--- START DATASET EXCERPTS ---

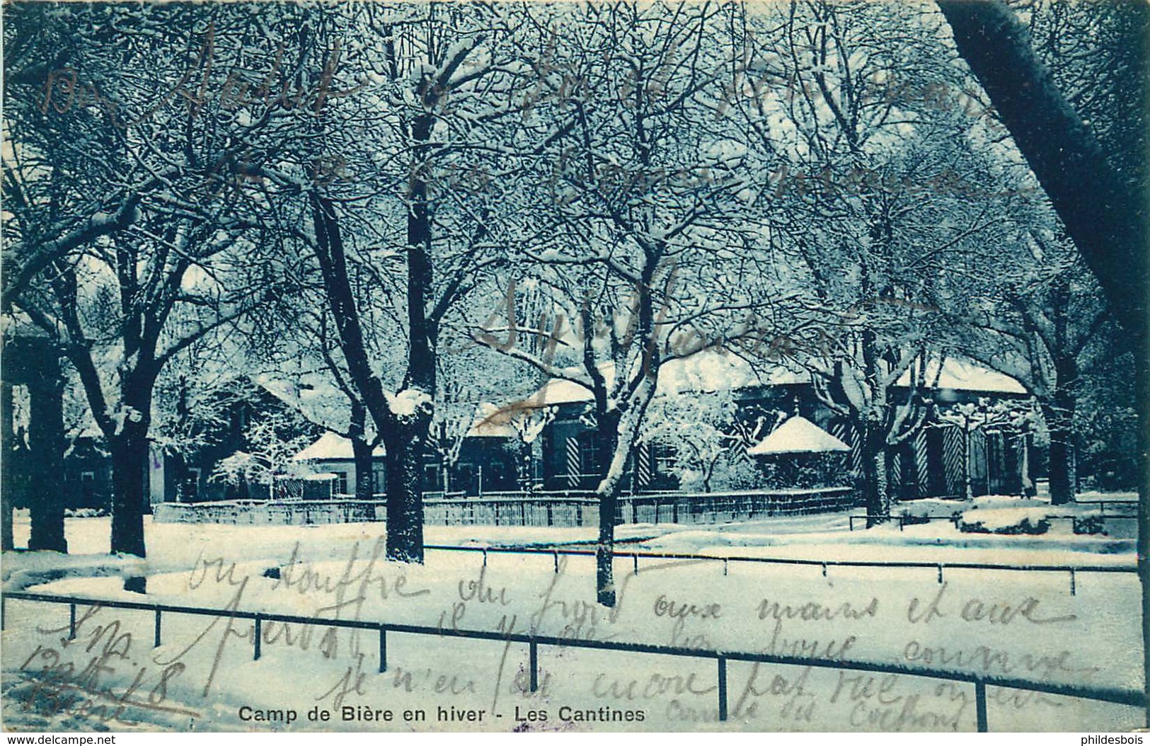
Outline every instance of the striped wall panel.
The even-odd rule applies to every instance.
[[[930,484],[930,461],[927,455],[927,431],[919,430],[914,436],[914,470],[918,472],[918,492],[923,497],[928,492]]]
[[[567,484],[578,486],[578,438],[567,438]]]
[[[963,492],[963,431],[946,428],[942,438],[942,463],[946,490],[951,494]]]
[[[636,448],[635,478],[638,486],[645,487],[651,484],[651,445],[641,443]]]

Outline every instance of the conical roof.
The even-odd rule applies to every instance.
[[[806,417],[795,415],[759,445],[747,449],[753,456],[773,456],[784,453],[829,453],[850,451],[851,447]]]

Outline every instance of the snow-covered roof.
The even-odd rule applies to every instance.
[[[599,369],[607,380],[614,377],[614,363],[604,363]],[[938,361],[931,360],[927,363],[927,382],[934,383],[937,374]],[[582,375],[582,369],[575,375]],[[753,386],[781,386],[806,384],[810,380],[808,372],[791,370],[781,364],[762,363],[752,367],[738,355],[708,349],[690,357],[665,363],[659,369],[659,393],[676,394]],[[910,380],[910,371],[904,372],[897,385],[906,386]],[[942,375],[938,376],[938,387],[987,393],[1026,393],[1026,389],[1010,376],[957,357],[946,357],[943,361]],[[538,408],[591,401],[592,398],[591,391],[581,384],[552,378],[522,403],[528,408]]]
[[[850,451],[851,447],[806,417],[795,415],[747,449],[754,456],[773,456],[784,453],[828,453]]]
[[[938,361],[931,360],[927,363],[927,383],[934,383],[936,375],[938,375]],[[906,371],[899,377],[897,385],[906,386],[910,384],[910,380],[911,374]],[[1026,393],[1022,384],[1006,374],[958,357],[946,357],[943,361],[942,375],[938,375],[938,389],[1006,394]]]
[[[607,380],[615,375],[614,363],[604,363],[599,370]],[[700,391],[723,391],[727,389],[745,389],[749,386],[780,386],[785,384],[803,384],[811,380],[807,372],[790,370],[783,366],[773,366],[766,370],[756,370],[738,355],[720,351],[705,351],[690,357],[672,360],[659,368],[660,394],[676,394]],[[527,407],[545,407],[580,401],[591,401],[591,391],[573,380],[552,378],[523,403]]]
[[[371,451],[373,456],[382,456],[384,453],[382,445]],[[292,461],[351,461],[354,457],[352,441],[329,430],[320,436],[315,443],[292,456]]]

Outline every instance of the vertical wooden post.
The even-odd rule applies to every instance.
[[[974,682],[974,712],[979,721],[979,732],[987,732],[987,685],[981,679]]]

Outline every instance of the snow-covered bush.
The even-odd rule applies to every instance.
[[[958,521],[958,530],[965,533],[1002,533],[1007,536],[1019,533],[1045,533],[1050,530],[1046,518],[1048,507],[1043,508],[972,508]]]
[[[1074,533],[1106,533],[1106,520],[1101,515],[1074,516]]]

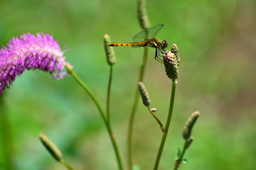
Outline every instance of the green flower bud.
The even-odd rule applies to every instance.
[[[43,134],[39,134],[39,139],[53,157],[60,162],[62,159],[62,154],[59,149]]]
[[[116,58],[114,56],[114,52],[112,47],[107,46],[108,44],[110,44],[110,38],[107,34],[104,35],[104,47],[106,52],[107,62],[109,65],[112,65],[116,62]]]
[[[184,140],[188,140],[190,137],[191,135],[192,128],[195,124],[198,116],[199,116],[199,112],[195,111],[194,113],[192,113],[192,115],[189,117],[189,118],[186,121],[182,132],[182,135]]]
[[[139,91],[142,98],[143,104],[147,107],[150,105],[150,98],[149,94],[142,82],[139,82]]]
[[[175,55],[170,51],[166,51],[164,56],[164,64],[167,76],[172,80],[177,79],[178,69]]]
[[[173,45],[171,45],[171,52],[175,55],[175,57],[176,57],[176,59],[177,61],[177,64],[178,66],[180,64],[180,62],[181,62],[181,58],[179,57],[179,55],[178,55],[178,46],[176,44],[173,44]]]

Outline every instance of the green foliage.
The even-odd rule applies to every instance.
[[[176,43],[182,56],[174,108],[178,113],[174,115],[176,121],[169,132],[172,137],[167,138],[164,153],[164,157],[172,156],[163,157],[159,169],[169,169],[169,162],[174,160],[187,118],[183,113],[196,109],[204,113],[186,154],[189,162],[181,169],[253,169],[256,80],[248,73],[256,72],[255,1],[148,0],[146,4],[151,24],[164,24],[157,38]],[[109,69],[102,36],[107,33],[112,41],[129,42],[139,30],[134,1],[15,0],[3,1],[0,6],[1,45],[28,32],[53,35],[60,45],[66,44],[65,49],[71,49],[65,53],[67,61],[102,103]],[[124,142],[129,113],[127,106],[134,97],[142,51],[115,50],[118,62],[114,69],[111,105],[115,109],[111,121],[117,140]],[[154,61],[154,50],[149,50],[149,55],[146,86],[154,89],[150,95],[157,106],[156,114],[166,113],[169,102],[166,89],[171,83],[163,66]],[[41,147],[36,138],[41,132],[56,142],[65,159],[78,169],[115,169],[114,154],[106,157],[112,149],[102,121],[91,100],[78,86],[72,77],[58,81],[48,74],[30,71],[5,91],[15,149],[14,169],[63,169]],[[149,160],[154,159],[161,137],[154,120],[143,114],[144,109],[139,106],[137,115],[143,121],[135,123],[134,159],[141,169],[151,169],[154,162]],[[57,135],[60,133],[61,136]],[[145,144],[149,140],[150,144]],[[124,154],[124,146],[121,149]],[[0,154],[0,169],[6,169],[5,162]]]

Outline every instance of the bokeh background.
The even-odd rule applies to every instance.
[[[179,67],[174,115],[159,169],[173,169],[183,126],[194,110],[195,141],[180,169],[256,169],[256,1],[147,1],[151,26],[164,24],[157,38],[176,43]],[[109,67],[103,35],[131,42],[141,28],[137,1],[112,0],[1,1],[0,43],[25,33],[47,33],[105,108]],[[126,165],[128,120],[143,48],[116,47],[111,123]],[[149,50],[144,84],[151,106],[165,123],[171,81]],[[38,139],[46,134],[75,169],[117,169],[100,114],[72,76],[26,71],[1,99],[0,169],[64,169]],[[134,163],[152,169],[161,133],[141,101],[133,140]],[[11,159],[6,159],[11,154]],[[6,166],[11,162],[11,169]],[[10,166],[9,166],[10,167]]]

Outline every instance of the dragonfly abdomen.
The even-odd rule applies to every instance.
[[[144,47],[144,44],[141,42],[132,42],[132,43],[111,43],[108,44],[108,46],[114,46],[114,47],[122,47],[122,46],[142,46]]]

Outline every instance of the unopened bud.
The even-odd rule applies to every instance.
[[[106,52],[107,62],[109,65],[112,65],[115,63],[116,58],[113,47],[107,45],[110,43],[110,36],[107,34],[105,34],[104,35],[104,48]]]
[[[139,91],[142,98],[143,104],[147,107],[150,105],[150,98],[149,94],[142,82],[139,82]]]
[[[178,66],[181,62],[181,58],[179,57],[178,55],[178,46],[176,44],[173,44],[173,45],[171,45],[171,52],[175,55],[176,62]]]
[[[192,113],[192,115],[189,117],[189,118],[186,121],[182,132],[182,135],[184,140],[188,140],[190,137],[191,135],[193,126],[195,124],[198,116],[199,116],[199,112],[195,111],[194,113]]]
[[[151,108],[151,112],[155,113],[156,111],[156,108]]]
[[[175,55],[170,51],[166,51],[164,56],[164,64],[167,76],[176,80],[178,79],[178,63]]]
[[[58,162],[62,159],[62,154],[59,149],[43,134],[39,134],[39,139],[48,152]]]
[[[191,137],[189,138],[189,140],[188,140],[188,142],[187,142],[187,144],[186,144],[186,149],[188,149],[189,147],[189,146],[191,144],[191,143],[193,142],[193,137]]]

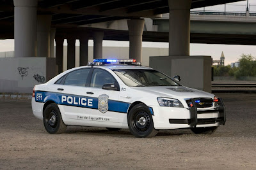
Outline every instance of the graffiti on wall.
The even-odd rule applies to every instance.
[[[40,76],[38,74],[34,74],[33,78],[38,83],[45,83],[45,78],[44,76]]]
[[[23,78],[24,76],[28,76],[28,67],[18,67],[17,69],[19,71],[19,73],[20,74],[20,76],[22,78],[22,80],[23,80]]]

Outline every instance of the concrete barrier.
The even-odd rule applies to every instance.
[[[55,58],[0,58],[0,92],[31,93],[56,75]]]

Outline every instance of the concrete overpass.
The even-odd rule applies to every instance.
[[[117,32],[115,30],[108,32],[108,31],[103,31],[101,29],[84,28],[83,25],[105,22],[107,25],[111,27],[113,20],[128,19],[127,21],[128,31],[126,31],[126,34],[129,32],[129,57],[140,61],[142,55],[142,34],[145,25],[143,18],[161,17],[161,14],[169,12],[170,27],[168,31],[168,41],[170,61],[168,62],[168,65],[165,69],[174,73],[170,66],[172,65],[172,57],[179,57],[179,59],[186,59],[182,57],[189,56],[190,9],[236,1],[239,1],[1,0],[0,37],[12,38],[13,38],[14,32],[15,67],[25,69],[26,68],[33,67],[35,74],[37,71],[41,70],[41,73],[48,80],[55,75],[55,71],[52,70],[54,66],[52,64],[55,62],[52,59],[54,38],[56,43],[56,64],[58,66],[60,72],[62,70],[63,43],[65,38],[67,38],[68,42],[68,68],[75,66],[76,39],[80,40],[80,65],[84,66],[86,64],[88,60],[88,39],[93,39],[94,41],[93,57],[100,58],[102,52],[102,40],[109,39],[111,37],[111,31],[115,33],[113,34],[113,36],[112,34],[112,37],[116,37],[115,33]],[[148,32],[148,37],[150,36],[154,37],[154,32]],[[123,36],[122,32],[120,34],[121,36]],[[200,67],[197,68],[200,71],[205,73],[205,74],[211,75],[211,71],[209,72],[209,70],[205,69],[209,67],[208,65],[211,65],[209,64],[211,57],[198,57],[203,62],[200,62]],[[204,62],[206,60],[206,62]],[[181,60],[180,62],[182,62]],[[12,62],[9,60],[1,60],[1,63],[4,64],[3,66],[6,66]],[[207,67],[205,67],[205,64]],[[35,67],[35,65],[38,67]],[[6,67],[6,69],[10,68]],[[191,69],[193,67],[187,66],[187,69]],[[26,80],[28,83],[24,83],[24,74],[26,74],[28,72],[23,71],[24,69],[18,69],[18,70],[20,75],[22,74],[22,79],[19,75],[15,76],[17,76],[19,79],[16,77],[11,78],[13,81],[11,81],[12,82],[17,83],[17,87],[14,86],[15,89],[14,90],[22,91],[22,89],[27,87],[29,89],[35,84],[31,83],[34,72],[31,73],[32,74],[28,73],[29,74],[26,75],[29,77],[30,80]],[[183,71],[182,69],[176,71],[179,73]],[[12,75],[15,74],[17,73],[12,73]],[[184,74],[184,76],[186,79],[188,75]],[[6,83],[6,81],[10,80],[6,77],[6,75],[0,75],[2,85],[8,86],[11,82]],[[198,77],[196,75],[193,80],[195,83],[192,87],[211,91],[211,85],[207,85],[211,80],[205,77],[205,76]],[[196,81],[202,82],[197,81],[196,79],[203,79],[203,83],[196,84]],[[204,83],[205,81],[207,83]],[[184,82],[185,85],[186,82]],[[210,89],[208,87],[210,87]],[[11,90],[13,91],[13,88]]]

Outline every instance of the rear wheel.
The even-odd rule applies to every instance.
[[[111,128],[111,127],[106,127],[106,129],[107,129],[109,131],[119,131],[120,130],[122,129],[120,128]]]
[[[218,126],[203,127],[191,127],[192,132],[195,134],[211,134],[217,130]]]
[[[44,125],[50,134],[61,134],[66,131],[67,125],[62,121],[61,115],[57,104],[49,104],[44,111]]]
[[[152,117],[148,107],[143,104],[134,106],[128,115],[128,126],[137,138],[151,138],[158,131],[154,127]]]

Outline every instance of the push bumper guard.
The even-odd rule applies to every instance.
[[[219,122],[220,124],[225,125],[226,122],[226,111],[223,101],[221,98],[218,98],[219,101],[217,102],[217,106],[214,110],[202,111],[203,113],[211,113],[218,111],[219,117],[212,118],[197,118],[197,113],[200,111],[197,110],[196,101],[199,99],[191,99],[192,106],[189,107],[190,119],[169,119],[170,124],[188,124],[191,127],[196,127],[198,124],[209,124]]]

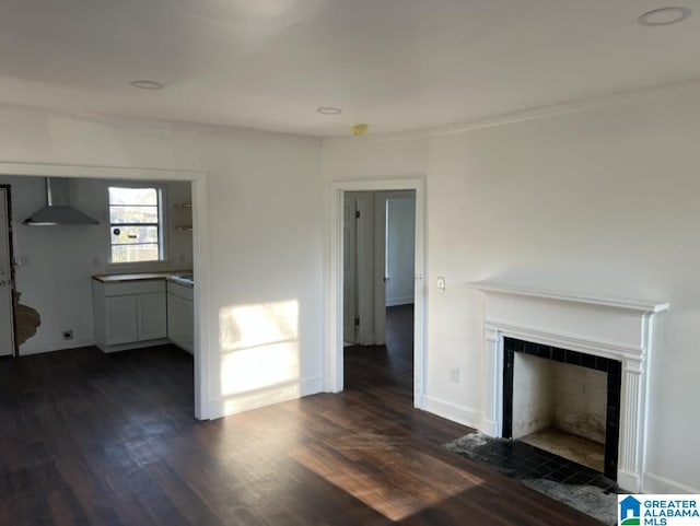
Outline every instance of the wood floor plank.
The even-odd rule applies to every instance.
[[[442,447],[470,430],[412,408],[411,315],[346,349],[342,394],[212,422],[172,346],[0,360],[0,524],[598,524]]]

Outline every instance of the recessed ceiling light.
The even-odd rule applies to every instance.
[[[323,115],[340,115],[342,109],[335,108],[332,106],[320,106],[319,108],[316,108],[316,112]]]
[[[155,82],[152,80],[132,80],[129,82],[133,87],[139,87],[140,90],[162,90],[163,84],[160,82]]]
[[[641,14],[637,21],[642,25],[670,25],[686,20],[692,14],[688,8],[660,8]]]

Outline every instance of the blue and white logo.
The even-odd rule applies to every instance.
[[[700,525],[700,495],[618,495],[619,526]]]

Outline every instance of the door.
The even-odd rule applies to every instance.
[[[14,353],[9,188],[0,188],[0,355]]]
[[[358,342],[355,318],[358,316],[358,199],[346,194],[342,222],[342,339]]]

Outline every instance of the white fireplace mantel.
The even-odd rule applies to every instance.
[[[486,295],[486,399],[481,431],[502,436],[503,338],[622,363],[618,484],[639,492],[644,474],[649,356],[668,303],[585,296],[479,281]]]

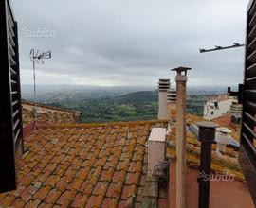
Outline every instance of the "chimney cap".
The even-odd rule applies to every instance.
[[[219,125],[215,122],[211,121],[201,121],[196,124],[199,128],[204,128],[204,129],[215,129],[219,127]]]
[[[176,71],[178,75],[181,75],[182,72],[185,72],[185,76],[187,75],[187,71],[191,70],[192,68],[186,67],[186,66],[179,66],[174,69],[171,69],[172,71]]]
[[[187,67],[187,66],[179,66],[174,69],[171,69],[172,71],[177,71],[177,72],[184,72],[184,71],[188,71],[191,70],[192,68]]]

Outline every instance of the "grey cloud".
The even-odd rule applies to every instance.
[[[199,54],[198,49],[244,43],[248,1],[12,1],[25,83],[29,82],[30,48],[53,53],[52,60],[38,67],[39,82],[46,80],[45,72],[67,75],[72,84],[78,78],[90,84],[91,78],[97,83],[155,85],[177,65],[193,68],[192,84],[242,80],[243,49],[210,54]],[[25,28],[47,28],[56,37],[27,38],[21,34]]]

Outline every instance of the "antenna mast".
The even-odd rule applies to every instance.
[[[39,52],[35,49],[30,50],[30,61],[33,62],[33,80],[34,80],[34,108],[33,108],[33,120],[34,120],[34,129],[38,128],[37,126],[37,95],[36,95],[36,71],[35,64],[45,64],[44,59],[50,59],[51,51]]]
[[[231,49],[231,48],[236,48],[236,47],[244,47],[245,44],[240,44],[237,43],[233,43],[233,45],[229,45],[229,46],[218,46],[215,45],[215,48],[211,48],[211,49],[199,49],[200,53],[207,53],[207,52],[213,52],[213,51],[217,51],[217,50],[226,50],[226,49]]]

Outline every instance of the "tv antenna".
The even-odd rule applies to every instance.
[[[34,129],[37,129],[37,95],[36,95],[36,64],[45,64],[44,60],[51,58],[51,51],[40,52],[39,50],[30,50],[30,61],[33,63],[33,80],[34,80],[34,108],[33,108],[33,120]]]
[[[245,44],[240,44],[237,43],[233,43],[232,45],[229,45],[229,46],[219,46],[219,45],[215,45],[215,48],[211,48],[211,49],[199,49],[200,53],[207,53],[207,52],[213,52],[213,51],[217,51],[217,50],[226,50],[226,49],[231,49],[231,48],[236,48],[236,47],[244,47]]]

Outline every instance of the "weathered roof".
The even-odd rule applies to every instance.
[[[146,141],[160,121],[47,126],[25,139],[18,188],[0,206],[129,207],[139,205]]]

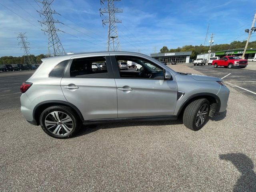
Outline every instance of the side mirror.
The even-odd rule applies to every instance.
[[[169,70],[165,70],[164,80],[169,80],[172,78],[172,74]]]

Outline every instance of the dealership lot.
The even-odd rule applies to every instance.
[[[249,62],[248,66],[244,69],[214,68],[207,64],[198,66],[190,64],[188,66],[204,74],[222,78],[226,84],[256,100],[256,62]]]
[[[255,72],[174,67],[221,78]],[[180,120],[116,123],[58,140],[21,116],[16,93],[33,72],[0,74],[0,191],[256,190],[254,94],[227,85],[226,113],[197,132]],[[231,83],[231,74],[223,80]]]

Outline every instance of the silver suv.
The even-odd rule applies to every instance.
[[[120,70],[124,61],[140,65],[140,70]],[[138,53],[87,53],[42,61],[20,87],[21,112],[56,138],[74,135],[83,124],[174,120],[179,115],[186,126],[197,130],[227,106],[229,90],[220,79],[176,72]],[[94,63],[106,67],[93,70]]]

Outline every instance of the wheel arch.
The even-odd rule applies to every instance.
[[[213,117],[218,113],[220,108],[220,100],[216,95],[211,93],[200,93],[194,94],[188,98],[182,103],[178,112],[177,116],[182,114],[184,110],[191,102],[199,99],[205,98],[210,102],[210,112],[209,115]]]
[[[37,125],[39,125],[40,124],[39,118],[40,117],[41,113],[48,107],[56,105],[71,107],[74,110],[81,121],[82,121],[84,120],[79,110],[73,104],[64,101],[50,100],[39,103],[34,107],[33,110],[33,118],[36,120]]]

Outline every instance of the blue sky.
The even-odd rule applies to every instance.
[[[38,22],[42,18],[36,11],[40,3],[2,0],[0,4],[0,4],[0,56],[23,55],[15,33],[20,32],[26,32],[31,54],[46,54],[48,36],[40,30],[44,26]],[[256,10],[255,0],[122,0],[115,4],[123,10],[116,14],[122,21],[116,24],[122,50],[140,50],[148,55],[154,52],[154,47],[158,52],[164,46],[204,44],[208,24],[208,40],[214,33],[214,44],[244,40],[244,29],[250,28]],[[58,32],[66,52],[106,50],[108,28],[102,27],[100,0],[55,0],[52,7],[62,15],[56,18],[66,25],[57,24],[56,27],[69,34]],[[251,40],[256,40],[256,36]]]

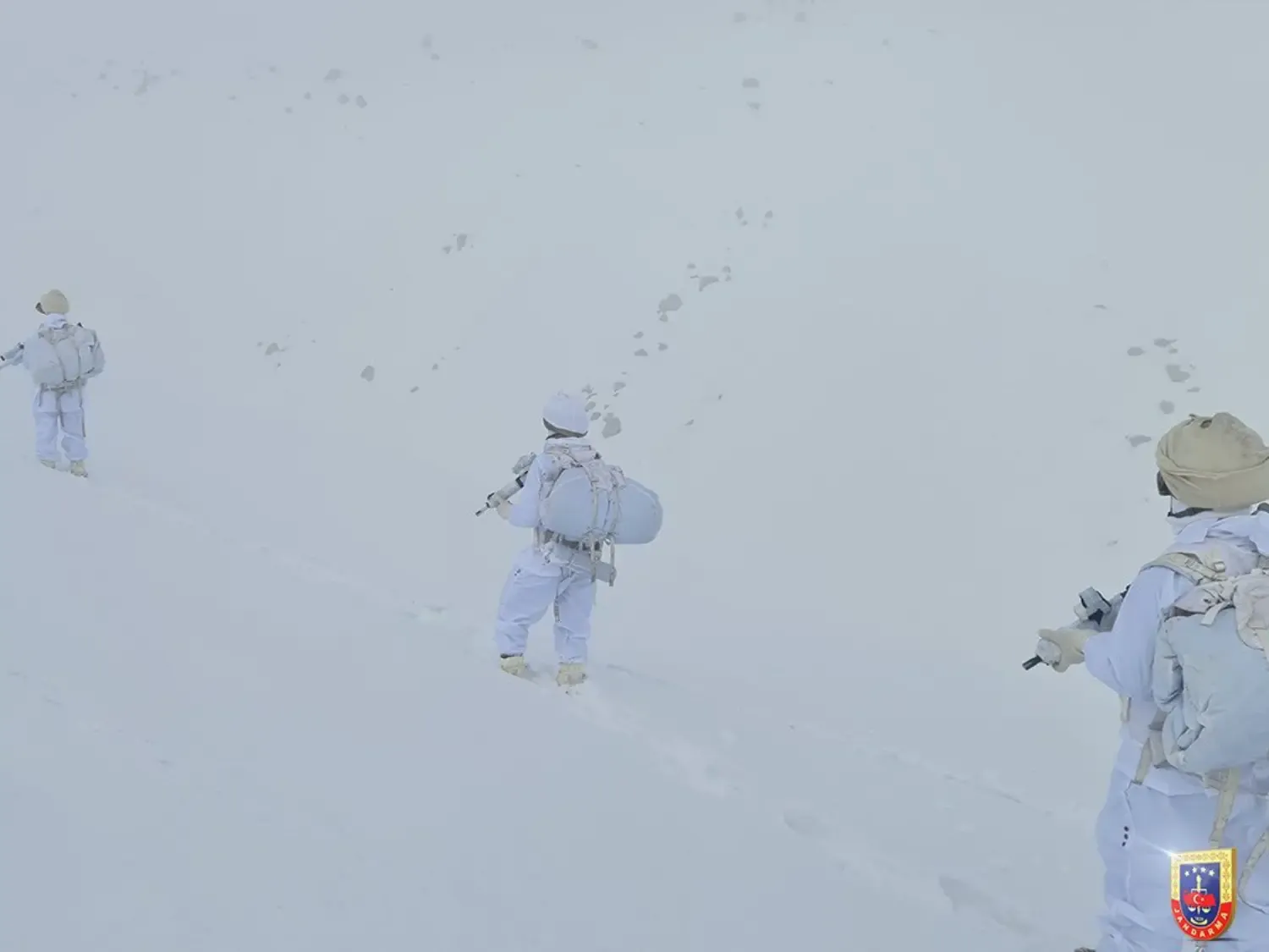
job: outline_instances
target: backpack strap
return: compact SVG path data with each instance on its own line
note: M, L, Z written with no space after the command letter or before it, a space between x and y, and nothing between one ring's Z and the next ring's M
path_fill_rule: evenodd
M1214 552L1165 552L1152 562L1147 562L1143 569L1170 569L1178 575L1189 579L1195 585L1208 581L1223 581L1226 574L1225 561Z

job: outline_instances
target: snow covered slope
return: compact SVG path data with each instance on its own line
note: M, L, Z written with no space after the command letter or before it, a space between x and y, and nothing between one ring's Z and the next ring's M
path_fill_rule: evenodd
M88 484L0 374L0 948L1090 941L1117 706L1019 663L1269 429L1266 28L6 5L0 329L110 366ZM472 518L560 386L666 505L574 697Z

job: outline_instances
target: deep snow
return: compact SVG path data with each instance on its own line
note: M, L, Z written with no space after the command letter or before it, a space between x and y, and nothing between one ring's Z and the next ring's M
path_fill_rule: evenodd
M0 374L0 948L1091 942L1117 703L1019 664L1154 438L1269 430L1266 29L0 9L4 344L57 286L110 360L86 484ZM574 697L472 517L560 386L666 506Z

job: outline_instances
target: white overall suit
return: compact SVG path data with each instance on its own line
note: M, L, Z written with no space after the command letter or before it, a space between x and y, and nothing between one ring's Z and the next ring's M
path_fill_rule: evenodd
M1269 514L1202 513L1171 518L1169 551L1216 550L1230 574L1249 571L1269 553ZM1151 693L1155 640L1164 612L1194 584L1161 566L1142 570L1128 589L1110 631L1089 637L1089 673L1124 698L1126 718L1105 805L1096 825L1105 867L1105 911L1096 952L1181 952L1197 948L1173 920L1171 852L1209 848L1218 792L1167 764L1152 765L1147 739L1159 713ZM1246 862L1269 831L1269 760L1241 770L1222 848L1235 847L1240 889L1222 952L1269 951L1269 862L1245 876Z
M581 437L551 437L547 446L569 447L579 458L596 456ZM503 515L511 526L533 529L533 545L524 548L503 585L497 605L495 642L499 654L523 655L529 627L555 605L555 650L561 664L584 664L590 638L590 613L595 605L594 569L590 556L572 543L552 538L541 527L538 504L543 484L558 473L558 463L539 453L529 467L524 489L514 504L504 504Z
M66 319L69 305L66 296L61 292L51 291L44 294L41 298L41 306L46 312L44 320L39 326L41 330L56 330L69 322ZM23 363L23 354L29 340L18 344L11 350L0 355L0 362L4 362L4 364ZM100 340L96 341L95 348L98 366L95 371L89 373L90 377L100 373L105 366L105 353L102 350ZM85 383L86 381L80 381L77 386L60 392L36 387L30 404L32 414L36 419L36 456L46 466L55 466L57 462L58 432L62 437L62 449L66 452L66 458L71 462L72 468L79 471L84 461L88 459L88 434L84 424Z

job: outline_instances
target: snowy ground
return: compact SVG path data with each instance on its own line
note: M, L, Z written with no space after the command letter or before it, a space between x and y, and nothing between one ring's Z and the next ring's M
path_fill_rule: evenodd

--- END DATASET EXCERPTS ---

* _PROBLEM STATEMENT_
Convert the lines from the one containing "Outline every instance of the wheel arch." through the one containing "M1214 552L1165 552L1152", both included, into a Markdown table with the columns Row and Line, giving each line a row number. Omit blank lines and the pictures.

* _ANSWER FOR THE TASK_
| Row | Line |
|---|---|
| 1 | Outline every instance of the wheel arch. |
| 2 | The even-odd rule applies to every instance. |
| 3 | [[[213,117],[218,113],[220,108],[220,100],[216,95],[211,93],[200,93],[194,94],[188,98],[182,103],[178,112],[177,116],[182,114],[184,110],[191,102],[199,99],[205,98],[210,102],[210,112],[209,115]]] |
| 4 | [[[37,125],[39,125],[40,124],[39,118],[40,117],[41,113],[48,107],[56,105],[71,107],[74,110],[81,121],[82,121],[84,120],[79,110],[73,104],[64,101],[50,100],[39,103],[34,107],[33,110],[33,118],[36,120]]] |
| 5 | Outline every instance of the blue sky. |
| 6 | The even-odd rule applies to every instance. |
| 7 | [[[38,22],[42,18],[36,11],[40,3],[2,0],[0,4],[0,4],[0,56],[23,55],[15,33],[20,32],[26,32],[31,54],[46,54],[48,36],[40,30],[44,26]],[[256,10],[255,0],[122,0],[115,4],[123,10],[116,14],[122,21],[116,24],[122,50],[140,50],[148,55],[154,52],[154,47],[158,52],[164,46],[204,44],[208,24],[208,40],[214,33],[214,44],[244,40],[244,29],[250,28]],[[58,32],[66,52],[106,50],[108,28],[102,27],[100,0],[55,0],[52,7],[62,15],[56,18],[66,25],[57,24],[56,27],[69,34]],[[251,40],[256,40],[256,36]]] |
| 8 | job: outline_instances |
| 9 | target: backpack strap |
| 10 | return: compact SVG path data with each instance on its own line |
| 11 | note: M, L, Z written with no space after the command letter or before it, a space between x and y, and nothing between one ring's Z and the next ring's M |
| 12 | path_fill_rule: evenodd |
| 13 | M1214 552L1165 552L1152 562L1147 562L1143 569L1170 569L1178 575L1189 579L1195 585L1208 581L1223 581L1226 574L1225 561Z |